The tragic mass murder in Las Vegas has brought forth so many “common sense” solutions and criticisms intended to prevent repetition of this sort of thing that we need to take note.   Hillary Clinton suggested the shooter might have done even more damage if he used a “silencer”, an accessory who’s legality was being debated by Congress at the time. The military may never have thought of that and will no doubt want to consider its use in combat situations to increase the lethality of our troops.

 

Predictably, after news reports of gun violence, new gun laws are demanded. However, serious questions remain about the efficacy of passing new laws to prevent gun violence. It’s hard to imagine a law that a mass murderer would be reluctant to break. Simply criminalizing use, sale or possession of a product, for example to make it unavailable doesn’t seem to work. The drug problem in this country has increased many-fold since criminalization, as did alcohol consumption after prohibition. Both sets of laws gave birth to a new industry, i.e. criminal distribution of the banned product. Since the Las Vegas shooter was not deterred by the criminal statutes in force, the thought apparently is that there will be some combination of new laws that will work.   It’s possible the best minds of the Democrat party believe they know how to control guns to make them unavailable to criminals but either haven’t considered applying the “common sense” solution to control drugs or they just know that such measures don’t really work.

▸ **Given data**
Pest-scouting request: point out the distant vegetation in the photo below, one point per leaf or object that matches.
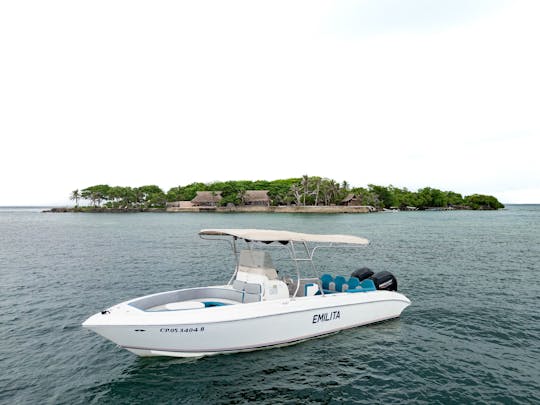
(306, 190)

▸ **Stated exercise 1**
Translate this sentence from the gun law piece into Spanish: "It’s hard to imagine a law that a mass murderer would be reluctant to break."
▸ **Stated exercise 2**
In the gun law piece, which accessory did Hillary Clinton suggest might have let the shooter do even more damage?
The data plays no part in this work.

▸ **Result 1**
Es difícil imaginar una ley que un asesino en masa dudaría en quebrantar.

▸ **Result 2**
A silencer.